Brief — Reproduce the items verbatim, starting at the line that contains "# test: identify the yellow" and ending at the last line of the items, including both of those lines.
_ _ _ _ _ _ _
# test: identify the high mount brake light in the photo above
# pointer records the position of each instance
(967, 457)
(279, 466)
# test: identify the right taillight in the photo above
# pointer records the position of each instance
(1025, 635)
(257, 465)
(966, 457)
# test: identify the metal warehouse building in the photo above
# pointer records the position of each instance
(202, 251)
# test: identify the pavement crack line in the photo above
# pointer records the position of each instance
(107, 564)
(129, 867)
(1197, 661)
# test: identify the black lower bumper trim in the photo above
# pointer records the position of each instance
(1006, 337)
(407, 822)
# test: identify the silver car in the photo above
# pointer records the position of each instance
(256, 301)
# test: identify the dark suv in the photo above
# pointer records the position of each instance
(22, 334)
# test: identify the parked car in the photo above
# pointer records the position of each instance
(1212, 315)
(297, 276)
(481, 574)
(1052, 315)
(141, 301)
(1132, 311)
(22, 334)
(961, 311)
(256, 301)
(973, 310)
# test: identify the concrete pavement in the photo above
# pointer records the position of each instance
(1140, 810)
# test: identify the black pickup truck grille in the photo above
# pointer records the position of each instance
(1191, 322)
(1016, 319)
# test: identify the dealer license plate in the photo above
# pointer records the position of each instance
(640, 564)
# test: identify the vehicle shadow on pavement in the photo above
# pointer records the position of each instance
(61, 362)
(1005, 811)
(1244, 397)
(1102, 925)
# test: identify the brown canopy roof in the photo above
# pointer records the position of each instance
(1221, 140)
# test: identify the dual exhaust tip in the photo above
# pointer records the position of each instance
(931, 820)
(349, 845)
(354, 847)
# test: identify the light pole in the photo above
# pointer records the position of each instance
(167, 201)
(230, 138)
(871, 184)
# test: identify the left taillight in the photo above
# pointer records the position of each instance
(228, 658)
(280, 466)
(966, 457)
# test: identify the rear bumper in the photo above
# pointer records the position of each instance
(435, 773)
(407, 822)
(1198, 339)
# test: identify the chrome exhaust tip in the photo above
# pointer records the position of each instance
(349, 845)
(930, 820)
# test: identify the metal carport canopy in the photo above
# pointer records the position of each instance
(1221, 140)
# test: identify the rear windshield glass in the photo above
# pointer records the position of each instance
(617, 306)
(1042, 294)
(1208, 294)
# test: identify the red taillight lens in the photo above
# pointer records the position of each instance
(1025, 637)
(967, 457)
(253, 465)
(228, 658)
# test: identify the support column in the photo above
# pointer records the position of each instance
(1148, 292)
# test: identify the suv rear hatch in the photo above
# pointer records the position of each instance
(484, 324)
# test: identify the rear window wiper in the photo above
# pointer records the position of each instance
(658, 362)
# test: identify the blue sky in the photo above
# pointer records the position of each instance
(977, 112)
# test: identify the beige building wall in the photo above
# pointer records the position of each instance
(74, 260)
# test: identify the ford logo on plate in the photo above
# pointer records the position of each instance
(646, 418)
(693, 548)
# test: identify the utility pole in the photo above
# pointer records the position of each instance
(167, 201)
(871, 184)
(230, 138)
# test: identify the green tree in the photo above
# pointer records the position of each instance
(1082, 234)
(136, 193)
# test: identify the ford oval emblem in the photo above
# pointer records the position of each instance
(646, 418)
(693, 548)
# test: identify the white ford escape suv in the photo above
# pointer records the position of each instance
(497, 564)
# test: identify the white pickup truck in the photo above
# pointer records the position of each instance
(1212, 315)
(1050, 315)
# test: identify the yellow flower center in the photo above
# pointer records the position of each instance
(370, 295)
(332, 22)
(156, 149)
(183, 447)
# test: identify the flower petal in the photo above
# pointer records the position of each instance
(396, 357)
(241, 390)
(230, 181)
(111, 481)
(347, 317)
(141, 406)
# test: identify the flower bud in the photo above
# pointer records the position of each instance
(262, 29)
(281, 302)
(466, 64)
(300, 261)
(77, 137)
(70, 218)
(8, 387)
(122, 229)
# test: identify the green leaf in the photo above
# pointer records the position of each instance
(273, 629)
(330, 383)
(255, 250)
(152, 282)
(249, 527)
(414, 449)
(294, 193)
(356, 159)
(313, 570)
_ _ _ _ _ _ _
Result —
# test: identify the yellow flower center in the photo above
# pointer records the position of each instance
(370, 295)
(332, 22)
(156, 149)
(183, 447)
# test: identify the flower petal in the photo above
# pointer records the position of each instance
(396, 357)
(241, 390)
(230, 181)
(111, 481)
(347, 317)
(141, 406)
# test: identify the flower bud in the photo above
# pointer records the position of each instance
(262, 29)
(281, 302)
(466, 64)
(300, 261)
(77, 137)
(70, 218)
(8, 387)
(122, 229)
# test: identify the green leaf in the photo above
# pointer records the position of each instance
(273, 629)
(330, 383)
(255, 250)
(152, 282)
(249, 527)
(414, 449)
(294, 193)
(356, 159)
(313, 570)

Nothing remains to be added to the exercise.